A pair of published reports look at what happens when individuals have unpaid debts, either those owed to a state or those owed to a healthcare organization, when what can be done by those entities to collect on those debts. The reports are part of a growing number of news articles aimed at pulling back the curtain on the debt collection industry and offer industry participants an opportunity to contribute the dialogue and discuss the important role they play in the credit cycle.
“What Happens When You Don’t Pay a Hospital Bill,” one headline says it will tell readers. Looking at the experience of one individual who spent weeks in the hospital after undergoing a heart transplant and left with more than $50,000 in bills because some of the doctors at the hospital were not part of the individual’s insurance network, the article shares some of the tactics used by the collector that was tasked with trying to collect on that debt. For example, one collector, who ran a collection agency, tried to connect with the individual on LinkedIn.
Like many articles that detail the plight of patients who are saddled with huge medical bills, this article puts some of the blame on collection agencies, which, at the end of the day, are just doing their jobs. They didn’t operate on the patient. They didn’t inform the patient that the heart surgeon wasn’t part of the patient’s insurance network. They never knew the patient existed until months after she was discharged from the hospital.

◆ ◆ ◆ ◆ ◆ ◆ ◆

§ List of tasks:
• a. Answer these questions using the passage on debt collection:
(i) According to the opening paragraph, the two reports are part of what?
(ii) How much in bills did the heart transplant patient leave the hospital with?
(iii) According to the final paragraph, when did the collection agencies first learn the patient existed?
• b. Pick up the passage on debt collection after its final sentence and continue it.

◆ ◆ ◆ ◆ ◆ ◆ ◆

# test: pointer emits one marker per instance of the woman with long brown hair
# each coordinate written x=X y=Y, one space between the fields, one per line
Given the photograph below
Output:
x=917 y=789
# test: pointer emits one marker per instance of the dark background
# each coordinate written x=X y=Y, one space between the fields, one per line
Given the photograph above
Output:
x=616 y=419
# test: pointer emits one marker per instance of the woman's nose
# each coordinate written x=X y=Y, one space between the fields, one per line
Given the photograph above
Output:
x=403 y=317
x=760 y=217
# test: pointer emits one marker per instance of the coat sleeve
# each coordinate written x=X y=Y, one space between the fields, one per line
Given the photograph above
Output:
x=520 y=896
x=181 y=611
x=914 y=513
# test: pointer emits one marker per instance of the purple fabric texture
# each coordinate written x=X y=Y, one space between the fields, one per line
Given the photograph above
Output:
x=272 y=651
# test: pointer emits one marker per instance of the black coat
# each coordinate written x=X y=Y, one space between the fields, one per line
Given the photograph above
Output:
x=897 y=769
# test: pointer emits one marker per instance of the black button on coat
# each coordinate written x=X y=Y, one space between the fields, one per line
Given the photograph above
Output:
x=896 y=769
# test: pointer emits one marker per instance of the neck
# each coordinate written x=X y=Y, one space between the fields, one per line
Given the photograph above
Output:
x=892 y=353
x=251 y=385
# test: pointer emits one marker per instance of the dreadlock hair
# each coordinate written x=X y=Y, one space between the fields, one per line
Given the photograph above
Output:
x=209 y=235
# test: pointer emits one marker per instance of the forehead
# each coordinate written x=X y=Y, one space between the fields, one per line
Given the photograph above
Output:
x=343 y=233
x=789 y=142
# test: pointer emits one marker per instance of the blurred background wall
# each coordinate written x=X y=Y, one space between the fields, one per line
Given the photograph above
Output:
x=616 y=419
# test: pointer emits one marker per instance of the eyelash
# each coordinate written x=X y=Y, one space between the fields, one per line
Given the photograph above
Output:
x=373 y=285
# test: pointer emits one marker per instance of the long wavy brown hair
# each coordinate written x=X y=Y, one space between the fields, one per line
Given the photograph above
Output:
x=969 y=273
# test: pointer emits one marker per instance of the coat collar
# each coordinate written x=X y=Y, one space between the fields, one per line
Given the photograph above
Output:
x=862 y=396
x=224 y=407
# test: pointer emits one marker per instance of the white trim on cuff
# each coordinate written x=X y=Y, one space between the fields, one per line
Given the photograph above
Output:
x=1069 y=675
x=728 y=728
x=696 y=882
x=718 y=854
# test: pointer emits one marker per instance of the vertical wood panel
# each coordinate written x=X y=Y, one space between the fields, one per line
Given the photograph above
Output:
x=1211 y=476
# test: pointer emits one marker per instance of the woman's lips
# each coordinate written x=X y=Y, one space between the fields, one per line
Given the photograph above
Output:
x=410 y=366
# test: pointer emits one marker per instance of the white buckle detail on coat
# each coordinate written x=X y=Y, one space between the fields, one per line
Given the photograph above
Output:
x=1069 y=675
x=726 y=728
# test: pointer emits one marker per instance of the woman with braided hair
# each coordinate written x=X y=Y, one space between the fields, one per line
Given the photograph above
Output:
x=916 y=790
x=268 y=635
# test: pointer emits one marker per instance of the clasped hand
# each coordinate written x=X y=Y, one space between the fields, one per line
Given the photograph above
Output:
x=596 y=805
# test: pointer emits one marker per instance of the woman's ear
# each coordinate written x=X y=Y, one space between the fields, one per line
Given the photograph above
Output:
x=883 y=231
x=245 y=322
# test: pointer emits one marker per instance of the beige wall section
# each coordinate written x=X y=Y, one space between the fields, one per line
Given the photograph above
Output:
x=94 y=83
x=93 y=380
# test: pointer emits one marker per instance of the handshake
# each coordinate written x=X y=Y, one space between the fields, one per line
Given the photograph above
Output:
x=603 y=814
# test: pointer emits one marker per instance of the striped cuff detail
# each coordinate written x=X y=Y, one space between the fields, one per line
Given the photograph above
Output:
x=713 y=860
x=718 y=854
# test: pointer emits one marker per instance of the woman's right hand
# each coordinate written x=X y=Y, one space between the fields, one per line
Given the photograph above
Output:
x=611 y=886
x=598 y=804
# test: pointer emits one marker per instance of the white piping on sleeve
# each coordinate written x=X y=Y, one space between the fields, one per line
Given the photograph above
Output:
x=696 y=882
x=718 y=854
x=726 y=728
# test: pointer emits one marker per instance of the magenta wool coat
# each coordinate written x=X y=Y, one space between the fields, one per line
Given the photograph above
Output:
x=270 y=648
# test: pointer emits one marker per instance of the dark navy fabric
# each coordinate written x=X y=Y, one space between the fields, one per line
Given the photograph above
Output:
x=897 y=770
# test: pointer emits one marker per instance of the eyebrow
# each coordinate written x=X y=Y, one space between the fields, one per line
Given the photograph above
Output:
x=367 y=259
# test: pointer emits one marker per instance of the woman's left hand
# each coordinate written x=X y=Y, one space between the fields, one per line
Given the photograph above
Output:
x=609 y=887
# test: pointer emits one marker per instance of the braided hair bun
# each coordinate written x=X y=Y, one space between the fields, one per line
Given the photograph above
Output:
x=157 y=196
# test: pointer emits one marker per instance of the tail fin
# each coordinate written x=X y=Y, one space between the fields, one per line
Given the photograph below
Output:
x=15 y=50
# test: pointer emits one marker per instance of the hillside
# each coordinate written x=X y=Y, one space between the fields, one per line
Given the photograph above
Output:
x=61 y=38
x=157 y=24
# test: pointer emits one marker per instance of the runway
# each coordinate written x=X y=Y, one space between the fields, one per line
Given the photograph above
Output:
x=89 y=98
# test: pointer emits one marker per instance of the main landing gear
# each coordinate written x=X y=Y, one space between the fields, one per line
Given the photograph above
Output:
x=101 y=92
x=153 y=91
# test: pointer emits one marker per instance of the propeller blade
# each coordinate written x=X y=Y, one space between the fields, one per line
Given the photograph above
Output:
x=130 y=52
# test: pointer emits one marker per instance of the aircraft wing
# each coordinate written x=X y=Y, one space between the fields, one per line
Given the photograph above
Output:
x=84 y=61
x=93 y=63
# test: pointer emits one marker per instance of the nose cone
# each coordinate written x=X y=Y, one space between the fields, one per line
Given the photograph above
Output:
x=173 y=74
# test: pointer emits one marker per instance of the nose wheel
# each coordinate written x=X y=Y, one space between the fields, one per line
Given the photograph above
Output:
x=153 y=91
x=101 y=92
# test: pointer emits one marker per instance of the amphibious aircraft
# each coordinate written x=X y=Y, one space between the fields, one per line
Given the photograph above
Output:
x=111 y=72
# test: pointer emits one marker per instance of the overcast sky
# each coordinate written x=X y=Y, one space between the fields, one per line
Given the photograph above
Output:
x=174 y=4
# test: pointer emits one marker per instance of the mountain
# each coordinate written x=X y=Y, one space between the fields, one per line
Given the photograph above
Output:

◆ ◆ ◆ ◆ ◆ ◆ ◆

§ Expected outputs:
• a.
(i) A growing number of news articles aimed at pulling back the curtain on the debt collection industry.
(ii) More than $50,000.
(iii) Months after she was discharged from the hospital.

• b.
After trying to collect on their own behalf for a while, some hospitals and doctors’ offices sell their debt to debt buyers, who pay pennies for each dollar owed, then try their hardest to simply collect more than they paid. Why hospitals sell their debt is a matter of debate, but several consumer lawyers speculated that it’s because hospitals don’t want their good names associated with aggressive debt-collection tactics.
Meanwhile, in South Dakota, a state-run collection operation, called the Obligation Recovery Center, is actually staffed by employees from a third-party agency, which worked to help establish the ORC in 2015. The ORC can suspend hunting, fishing, and driver’s licenses of individuals who do not pay debts that are owed to the state, but as a published report points out, it is often those with the least who are punished the most. States like the idea of the ORC because it does not cost the state any money to operate and anything collected — except for a 20% surcharge kept by the agency — is handed right back to the state. That 20% surcharge is usually not enough for an ORC to consider suing an individual over an unpaid debt, which is why a license suspension is usually the most aggressive tactic to try and spur an individual to make a payment.